Try it: The lines from the start of the data through the line with "negative clicks: (80, 318) (91, 207)" are to be returned verbatim; all later lines are to be omitted.

Extracted material:
########

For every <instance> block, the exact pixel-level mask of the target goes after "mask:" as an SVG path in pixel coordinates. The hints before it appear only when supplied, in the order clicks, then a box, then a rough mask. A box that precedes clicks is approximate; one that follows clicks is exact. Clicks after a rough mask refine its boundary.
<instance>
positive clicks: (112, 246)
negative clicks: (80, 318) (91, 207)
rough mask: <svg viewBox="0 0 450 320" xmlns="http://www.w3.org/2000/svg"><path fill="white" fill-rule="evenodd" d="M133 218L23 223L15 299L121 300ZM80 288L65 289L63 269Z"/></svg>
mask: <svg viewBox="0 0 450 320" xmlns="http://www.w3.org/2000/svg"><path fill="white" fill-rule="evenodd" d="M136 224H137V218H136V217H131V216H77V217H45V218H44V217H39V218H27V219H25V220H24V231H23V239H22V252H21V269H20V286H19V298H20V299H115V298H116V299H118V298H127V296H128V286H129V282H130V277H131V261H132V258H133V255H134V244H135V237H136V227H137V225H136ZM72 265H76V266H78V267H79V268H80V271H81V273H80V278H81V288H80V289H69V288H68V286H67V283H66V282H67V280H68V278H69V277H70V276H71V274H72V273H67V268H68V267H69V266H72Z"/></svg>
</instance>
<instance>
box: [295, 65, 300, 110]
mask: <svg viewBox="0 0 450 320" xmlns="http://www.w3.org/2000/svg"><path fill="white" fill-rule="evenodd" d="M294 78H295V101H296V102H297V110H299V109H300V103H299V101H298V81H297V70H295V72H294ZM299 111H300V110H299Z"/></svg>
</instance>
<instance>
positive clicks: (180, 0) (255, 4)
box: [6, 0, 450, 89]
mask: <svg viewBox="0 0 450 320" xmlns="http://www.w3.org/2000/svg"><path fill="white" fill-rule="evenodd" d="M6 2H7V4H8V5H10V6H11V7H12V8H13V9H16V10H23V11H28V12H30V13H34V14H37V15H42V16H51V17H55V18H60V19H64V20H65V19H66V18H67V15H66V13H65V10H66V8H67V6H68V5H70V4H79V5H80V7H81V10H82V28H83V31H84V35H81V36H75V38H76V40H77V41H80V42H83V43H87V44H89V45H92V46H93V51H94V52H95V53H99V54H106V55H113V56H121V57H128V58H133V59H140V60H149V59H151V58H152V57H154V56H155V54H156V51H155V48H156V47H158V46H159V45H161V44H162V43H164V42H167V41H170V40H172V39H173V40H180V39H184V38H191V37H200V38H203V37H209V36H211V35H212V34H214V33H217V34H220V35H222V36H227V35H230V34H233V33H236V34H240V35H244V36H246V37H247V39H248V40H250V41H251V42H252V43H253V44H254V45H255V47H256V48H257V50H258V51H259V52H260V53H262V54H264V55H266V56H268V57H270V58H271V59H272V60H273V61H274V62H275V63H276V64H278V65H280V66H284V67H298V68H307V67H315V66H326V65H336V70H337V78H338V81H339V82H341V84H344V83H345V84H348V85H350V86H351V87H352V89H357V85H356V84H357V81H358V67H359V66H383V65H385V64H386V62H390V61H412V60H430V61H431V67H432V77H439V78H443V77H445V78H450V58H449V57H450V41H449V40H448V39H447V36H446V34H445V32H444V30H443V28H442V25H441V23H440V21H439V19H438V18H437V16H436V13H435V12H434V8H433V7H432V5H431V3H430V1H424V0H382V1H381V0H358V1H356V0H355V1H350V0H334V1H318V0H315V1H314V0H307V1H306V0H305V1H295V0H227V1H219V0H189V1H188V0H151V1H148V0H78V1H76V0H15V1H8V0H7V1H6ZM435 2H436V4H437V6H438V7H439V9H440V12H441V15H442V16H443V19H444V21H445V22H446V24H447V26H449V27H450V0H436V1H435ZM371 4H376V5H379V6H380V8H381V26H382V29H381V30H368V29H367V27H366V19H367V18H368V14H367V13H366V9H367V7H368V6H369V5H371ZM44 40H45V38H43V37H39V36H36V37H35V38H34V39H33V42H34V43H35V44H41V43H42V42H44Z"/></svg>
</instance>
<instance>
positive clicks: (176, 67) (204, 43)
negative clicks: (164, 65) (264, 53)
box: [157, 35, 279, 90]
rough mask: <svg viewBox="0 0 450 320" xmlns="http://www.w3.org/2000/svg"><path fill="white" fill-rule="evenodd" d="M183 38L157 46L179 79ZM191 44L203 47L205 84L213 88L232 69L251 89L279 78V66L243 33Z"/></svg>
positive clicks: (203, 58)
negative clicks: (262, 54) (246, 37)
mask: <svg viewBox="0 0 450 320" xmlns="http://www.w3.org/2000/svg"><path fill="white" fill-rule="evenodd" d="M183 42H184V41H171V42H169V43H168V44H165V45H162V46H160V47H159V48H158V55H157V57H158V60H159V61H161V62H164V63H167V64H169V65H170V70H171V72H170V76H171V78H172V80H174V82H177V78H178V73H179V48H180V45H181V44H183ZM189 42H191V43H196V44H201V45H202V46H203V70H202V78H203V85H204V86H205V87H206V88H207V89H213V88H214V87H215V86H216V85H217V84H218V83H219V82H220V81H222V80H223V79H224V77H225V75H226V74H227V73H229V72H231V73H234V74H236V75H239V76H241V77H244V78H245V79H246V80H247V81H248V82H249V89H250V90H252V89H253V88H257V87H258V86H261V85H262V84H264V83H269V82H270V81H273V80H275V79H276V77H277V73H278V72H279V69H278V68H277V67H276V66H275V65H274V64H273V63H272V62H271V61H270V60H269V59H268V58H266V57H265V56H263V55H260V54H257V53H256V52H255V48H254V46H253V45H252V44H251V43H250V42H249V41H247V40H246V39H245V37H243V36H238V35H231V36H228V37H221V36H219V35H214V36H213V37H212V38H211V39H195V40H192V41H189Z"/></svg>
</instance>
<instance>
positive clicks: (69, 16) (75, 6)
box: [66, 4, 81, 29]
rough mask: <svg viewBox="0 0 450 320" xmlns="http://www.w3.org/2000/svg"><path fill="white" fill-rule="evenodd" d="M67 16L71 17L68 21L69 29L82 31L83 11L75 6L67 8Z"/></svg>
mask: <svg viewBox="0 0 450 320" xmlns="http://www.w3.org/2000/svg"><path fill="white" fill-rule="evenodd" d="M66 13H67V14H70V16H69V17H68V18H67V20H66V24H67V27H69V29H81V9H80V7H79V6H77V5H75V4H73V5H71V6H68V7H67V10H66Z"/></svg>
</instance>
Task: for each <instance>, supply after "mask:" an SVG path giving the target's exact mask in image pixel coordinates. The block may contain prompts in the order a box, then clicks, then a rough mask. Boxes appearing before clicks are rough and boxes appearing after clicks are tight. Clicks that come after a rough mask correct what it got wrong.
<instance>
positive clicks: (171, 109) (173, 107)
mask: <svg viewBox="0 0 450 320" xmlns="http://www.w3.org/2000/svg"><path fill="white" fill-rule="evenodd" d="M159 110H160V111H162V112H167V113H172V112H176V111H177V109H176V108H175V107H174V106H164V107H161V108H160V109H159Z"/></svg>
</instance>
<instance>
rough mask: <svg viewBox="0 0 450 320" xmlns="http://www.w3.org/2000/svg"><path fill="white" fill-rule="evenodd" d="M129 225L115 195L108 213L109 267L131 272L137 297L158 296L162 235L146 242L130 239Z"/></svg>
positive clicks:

########

Solution to this exercise:
For every <instance> block, the exact pixel-level mask of the target goes after "mask:" as an SVG path in pixel coordinates. The hints before it appear only when supplied, in the order clicks, then a box, then a rough mask. A box that precedes clicks is approximate; one that follows clicks is exact. Clicks after a rough mask refine its boundary.
<instance>
positive clicks: (112, 246)
negative clicks: (80, 318) (91, 207)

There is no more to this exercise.